• Source text:
# Showing off



## tagalogstudent

What's the Tagalog word to describe the action where you are proud of something, and, as direct result, you show it to your friends and family and brag about how great it is?

This is not to be confused with the action where you are arrogant, so you decide to flaunt your accomplishment, much to everyone else's annoyance (also known as "showboating").

In other words, I'm looking for a Tagalog word for the bolded word in the following sentence:

"I want to *show off* my new car."

As opposed to...

"Oh, he's just *showing off* right now!"


----------



## Wacky...

"I want to show off my new car" can technically be translated as "Ito ang ipinagmamalaki kong bago kong sasakyan" but that wouldn't sound very natural, not even as "Pwede ko bang ipagyabang sa inyo itong bago kong sasakyan?"
Okay, maybe _show off_ is not compatible with either _ipagmalaki _or _ipagyabang.

_*Ipagmalaki *means to be proud of something or someone.
- Ipinagmamalaki kita. (I'm proud of you.)

However, pay attention to the following expressions:
Ito/siya ba ang ipinagmamalaki mo?
Ano ba'ng ipinagmamalaki mo?
_Ipinagmamalaki_ here has different connotations which would require a lengthy explanation for you to understand.

• Problems to work on:
A – Reproduce the records word for word, beginning at their first line and stopping after the line that contains "positive clicks: (1485, 672) (1397, 664)".
B – Carry on the forum thread about a Tagalog word for "show off" from the point where it ends.
The forum thread above and the records that come after it are unrelated pieces of material.

• Exercise materials:
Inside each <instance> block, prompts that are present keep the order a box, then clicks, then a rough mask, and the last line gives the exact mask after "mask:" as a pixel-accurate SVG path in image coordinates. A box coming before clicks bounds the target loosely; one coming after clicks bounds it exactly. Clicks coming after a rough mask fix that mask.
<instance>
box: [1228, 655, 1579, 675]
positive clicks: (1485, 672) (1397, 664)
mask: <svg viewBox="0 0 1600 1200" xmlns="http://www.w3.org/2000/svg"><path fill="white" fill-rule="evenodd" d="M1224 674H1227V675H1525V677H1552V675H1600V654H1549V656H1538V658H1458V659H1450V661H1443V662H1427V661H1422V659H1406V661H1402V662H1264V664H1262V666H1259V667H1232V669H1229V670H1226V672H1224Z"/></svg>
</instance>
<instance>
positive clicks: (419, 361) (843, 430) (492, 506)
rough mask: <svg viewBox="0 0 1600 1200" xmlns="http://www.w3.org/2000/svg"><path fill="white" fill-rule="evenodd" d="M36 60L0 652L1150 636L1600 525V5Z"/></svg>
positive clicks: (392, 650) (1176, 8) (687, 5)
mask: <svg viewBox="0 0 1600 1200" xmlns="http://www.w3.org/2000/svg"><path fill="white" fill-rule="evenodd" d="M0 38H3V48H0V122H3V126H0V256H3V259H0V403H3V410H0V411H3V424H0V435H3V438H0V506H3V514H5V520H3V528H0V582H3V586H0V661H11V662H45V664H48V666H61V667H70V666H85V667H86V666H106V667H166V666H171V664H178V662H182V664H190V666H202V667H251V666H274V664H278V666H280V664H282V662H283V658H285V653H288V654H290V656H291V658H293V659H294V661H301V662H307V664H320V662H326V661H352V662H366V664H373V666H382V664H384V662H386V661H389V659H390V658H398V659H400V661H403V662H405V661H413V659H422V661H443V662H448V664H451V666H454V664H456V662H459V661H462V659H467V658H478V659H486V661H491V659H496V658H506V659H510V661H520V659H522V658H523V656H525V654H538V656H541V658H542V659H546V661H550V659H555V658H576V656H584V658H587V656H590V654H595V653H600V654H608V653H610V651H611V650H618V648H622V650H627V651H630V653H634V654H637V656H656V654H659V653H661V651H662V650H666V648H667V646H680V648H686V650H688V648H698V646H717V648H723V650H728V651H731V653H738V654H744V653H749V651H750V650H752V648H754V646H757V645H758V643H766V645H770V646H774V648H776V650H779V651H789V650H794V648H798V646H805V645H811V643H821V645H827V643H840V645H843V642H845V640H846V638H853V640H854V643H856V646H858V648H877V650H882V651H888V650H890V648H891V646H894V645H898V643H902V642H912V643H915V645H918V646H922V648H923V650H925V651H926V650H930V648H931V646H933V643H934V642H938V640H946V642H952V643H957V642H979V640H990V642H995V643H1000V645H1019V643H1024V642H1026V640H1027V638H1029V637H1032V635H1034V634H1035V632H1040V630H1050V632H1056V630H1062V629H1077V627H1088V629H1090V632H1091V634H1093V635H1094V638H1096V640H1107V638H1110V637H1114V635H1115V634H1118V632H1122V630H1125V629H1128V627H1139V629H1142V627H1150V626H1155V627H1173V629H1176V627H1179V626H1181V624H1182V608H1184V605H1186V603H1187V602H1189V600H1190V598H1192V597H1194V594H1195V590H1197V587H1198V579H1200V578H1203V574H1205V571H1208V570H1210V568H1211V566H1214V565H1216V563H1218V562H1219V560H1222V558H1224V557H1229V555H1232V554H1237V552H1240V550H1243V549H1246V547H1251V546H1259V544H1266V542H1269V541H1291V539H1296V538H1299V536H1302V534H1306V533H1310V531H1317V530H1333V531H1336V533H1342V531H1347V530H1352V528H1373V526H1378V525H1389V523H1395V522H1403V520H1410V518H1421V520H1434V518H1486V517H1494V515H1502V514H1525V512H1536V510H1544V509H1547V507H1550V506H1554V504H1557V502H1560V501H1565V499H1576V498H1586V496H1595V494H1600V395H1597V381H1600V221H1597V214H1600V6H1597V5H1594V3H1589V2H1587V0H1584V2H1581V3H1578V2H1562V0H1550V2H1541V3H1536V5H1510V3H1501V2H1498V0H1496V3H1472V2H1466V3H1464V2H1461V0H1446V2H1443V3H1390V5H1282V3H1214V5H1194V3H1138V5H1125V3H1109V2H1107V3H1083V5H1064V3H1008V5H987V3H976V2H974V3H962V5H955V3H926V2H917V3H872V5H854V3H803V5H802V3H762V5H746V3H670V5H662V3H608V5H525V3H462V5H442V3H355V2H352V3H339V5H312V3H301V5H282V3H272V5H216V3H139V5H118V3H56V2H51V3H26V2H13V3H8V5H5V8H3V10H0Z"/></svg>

• Responses for each task:
A –
Inside each <instance> block, prompts that are present keep the order a box, then clicks, then a rough mask, and the last line gives the exact mask after "mask:" as a pixel-accurate SVG path in image coordinates. A box coming before clicks bounds the target loosely; one coming after clicks bounds it exactly. Clicks coming after a rough mask fix that mask.
<instance>
box: [1228, 655, 1579, 675]
positive clicks: (1485, 672) (1397, 664)

B –
*Ipagyabang* means to brag about something, usually ill-naturedly.
*Magyabang *is to brag or to show off.

I hope the others could give you other useful expressions.


----------



## xtech

puede mo sabihin:


*
Ganda ng kotse ko di ba?*





isa itong pagyayabang sa kausap.


----------



## karmllean

I'd translate "I want to *show off* my new car." as:

"Gusto kong ipakita ang bago kong kotse." (this may be neutral, like you just want people to see that you have a new car, or this may be that you're really proud of your new car, depending on the intonation and eagerness of delivery.)  
"Gusto kong iparada ang bago kong kotse." (this is loaded and emphatic, literally, "I want to parade my new car." "Iparada" may also mean "to park")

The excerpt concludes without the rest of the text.